-- start of Passage to read --
This episode confronts the complex question of whether Christians can support abortion, arguing the necessity of understanding both the human and unborn experience. The discussion navigates emotional factors, moral implications, and differing perspectives within the Christian community while emphasizing a compassionate but firm pro-life stance.
• Discussion on whether Christians should support abortion
• Exploration of the emotional experiences of women who have had abortions
• Consideration of differing Christian perspectives on abortion
• Debate on empathy in relation to the well-being of both women and unborn children
• Importance of distinguishing between personal beliefs and morality
• Issues relating to leadership in discussing abortion
• Examination of societal pressures affecting women's decisions about abortion
• The role of informed choices in discussions surrounding abortion
• The significance of unconditional love while standing firm against abortion policies
Hi everybody, welcome to another edition of the Jordan and Kristen Rickards podcast. Today's topic should Christians support abortion. Because I figured we'd start out the new year 2025 with something nice and easy, non-controversial, just to kind of ease our way into the new year like this. So, kristen, why don't we start with you? Tell us what you think. Should Christians support abortion? Go right ahead. Why or why not?
Speaker 2:Well, right before we, even right off the bat, I just want to say one thing If you are a woman who has had an abortion, god loves you and I believe that abortion is wrong, but you are loved and you are cared for and God has a future and a hope for you and there is forgiveness. And I know that a lot of women who have had abortions say that there's a lot of different mental health issues that come with that and pain that they feel that they can never escape because it's such a horrible thing that just kind of haunts them. This is what I've heard from women who have had abortions. But I just want you to know that there is hope for you to be able to live a life without shame, without feeling that weight on you, and God has that for you in your future. So I just want to say that right off the bat.
Speaker 2:But, as you can tell from what I just said, in my opinion, yes, abortion is not something that Christians should be supporting, and I thought that this was kind of a black and white issue. I always thought and heard growing up in church that abortion was wrong and I thought that everyone felt the same thing until actually just about 24 hours ago, where I looked for a chart that I had seen that talks about how many abortions were performed and how many babies were lost by way of abortion versus how many people died in different wars, and it was just a huge, huge chasm of difference. And so I was looking for that chart and all of a sudden, I saw all these articles pop up about people who are Christian who actually support abortion, and that really took me back for a second. I couldn't even believe that that was something that was even a discussion, to be honest.
Speaker 1:Well, I think the argument they would make and you and I both have friends who are Christians and who support abortion I think the argument they would make is they are showing empathy to a woman who finds herself in a difficult situation right, and I would never tell anybody to be less empathetic, but I think it's actually a failure of empathy when you don't show the same empathy to the child who you're killing. I mean, that's what it is. Look, this is 2025. Now we can't pretend to be agnostic about this. We know where babies come from. We understand what the life continuum is. We understand what's happening inside of a womb, and the fact that you just can't see it and it can be done with surgical precision and kind of you know, behind closed doors to a child who you've never met before, it doesn't change what's actually happening, all right. So let me start with that. Now I do want to read to you something I brought this up before the show that I wrote on my Facebook page, because I was trying to reconcile how this, how I, how I can have so many friends who are frankly pro-abortion even though they wouldn't call themselves that, but they are and yet I know them to be good people. So here's what I wrote. I want you to tell me what you think about this, all right. Know them to be good people, so here's what I wrote. I want you to tell me what you think about this, all right.
-- end of Passage to read --
-- start of Supplied material --
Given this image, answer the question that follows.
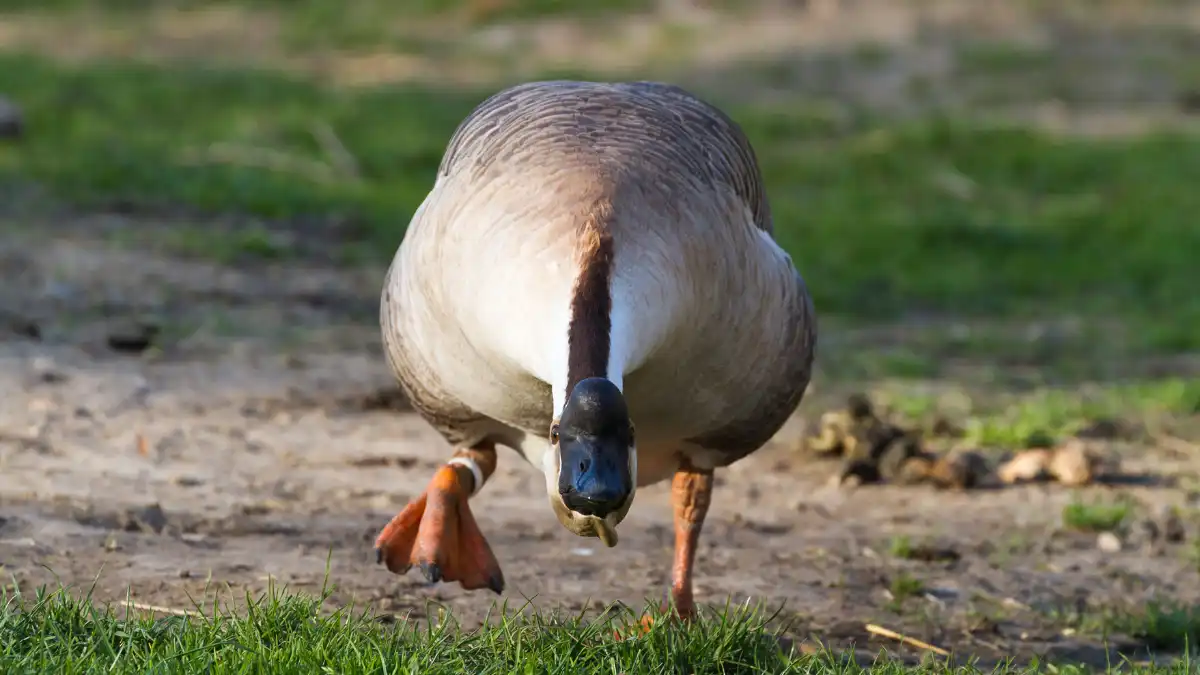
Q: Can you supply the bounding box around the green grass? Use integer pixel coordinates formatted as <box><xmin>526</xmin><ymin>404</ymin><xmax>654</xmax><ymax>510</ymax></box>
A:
<box><xmin>0</xmin><ymin>0</ymin><xmax>653</xmax><ymax>53</ymax></box>
<box><xmin>0</xmin><ymin>578</ymin><xmax>1194</xmax><ymax>675</ymax></box>
<box><xmin>1062</xmin><ymin>501</ymin><xmax>1133</xmax><ymax>532</ymax></box>
<box><xmin>0</xmin><ymin>581</ymin><xmax>798</xmax><ymax>674</ymax></box>
<box><xmin>0</xmin><ymin>55</ymin><xmax>1200</xmax><ymax>341</ymax></box>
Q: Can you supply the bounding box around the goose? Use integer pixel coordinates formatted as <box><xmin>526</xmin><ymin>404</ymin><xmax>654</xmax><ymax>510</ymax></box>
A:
<box><xmin>376</xmin><ymin>80</ymin><xmax>816</xmax><ymax>620</ymax></box>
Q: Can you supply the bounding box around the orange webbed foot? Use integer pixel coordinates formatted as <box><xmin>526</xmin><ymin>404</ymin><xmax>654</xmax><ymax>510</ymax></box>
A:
<box><xmin>376</xmin><ymin>465</ymin><xmax>504</xmax><ymax>593</ymax></box>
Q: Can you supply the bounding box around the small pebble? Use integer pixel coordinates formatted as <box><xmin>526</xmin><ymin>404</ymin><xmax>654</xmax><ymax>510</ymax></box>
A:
<box><xmin>1096</xmin><ymin>532</ymin><xmax>1121</xmax><ymax>554</ymax></box>
<box><xmin>0</xmin><ymin>96</ymin><xmax>25</xmax><ymax>138</ymax></box>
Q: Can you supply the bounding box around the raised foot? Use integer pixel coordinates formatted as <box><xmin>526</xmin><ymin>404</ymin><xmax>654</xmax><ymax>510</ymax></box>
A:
<box><xmin>376</xmin><ymin>465</ymin><xmax>504</xmax><ymax>593</ymax></box>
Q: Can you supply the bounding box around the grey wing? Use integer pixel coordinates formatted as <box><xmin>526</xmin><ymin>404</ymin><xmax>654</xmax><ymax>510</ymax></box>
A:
<box><xmin>438</xmin><ymin>80</ymin><xmax>773</xmax><ymax>233</ymax></box>
<box><xmin>438</xmin><ymin>80</ymin><xmax>590</xmax><ymax>175</ymax></box>
<box><xmin>618</xmin><ymin>82</ymin><xmax>774</xmax><ymax>233</ymax></box>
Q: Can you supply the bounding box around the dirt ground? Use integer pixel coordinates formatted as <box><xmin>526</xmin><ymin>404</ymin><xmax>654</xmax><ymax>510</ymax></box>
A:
<box><xmin>0</xmin><ymin>217</ymin><xmax>1200</xmax><ymax>663</ymax></box>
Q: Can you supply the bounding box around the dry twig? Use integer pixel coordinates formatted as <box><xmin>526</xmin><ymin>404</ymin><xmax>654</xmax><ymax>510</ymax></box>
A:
<box><xmin>866</xmin><ymin>623</ymin><xmax>950</xmax><ymax>656</ymax></box>
<box><xmin>127</xmin><ymin>602</ymin><xmax>200</xmax><ymax>617</ymax></box>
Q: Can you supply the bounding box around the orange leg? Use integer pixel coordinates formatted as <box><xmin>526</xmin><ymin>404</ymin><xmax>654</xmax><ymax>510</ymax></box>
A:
<box><xmin>671</xmin><ymin>464</ymin><xmax>713</xmax><ymax>621</ymax></box>
<box><xmin>619</xmin><ymin>461</ymin><xmax>713</xmax><ymax>631</ymax></box>
<box><xmin>376</xmin><ymin>443</ymin><xmax>504</xmax><ymax>593</ymax></box>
-- end of Supplied material --
What to do
Answer these about the podcast transcript above:
(a) Which new year does the host say the show is starting with this topic?
(b) What was the second speaker searching for when articles about Christians who support abortion appeared?
(c) Where did the first speaker write the piece he wants to read aloud?

Solution for this task
(a) 2025.
(b) A chart comparing the number of abortions performed, or babies lost by abortion, with the number of people who died in different wars.
(c) On his Facebook page.